* THINGS TO DO
1. In the festive wine advice, rewrite the passage starting at "With wine required" and ending at "and remains family-run.", replacing "fizz" with "sparkling wine".
2. Based on the festive wine advice, do these statements agree with it? (a) Deutz is still run by a family. (b) Deutz is larger and better known than other Champagne brands. (c) David Harker owns Newcastle Wine School.

With wine required for so many occasions, and as gifts, Newcastle Wine School owner David Harker shares his advice to make it through the festive season in style
Wine plays an important role in many of our festivities – whether to toast a celebration, as the centre piece of a family dinner, or to just say thank you. So which wine to choose? Something a bit special, something out of the ordinary, or a safe bet? Here are my suggestions to cover most occasions…
Champagne is the ultimate celebratory fizz. Deutz is smaller and less well known than some other brands, but as a founding member of Champagne’s prestigious Grandes Marques, the house has almost 200 years of history and remains family-run.

* DATA SECTION
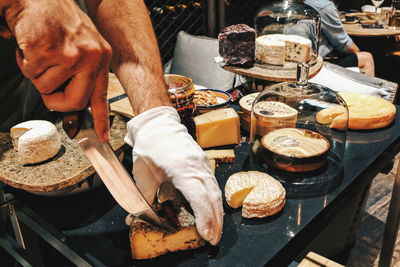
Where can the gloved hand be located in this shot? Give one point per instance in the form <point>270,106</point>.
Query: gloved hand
<point>164,151</point>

* EXERCISE SOLUTIONS
1.
With wine required for so many occasions, and as gifts, Newcastle Wine School owner David Harker shares his advice to make it through the festive season in style
Wine plays an important role in many of our festivities – whether to toast a celebration, as the centre piece of a family dinner, or to just say thank you. So which wine to choose? Something a bit special, something out of the ordinary, or a safe bet? Here are my suggestions to cover most occasions…
Champagne is the ultimate celebratory sparkling wine. Deutz is smaller and less well known than some other brands, but as a founding member of Champagne’s prestigious Grandes Marques, the house has almost 200 years of history and remains family-run.

2.
(a) Yes: "the house has almost 200 years of history and remains family-run."
(b) No: "Deutz is smaller and less well known than some other brands."
(c) Yes: "Newcastle Wine School owner David Harker."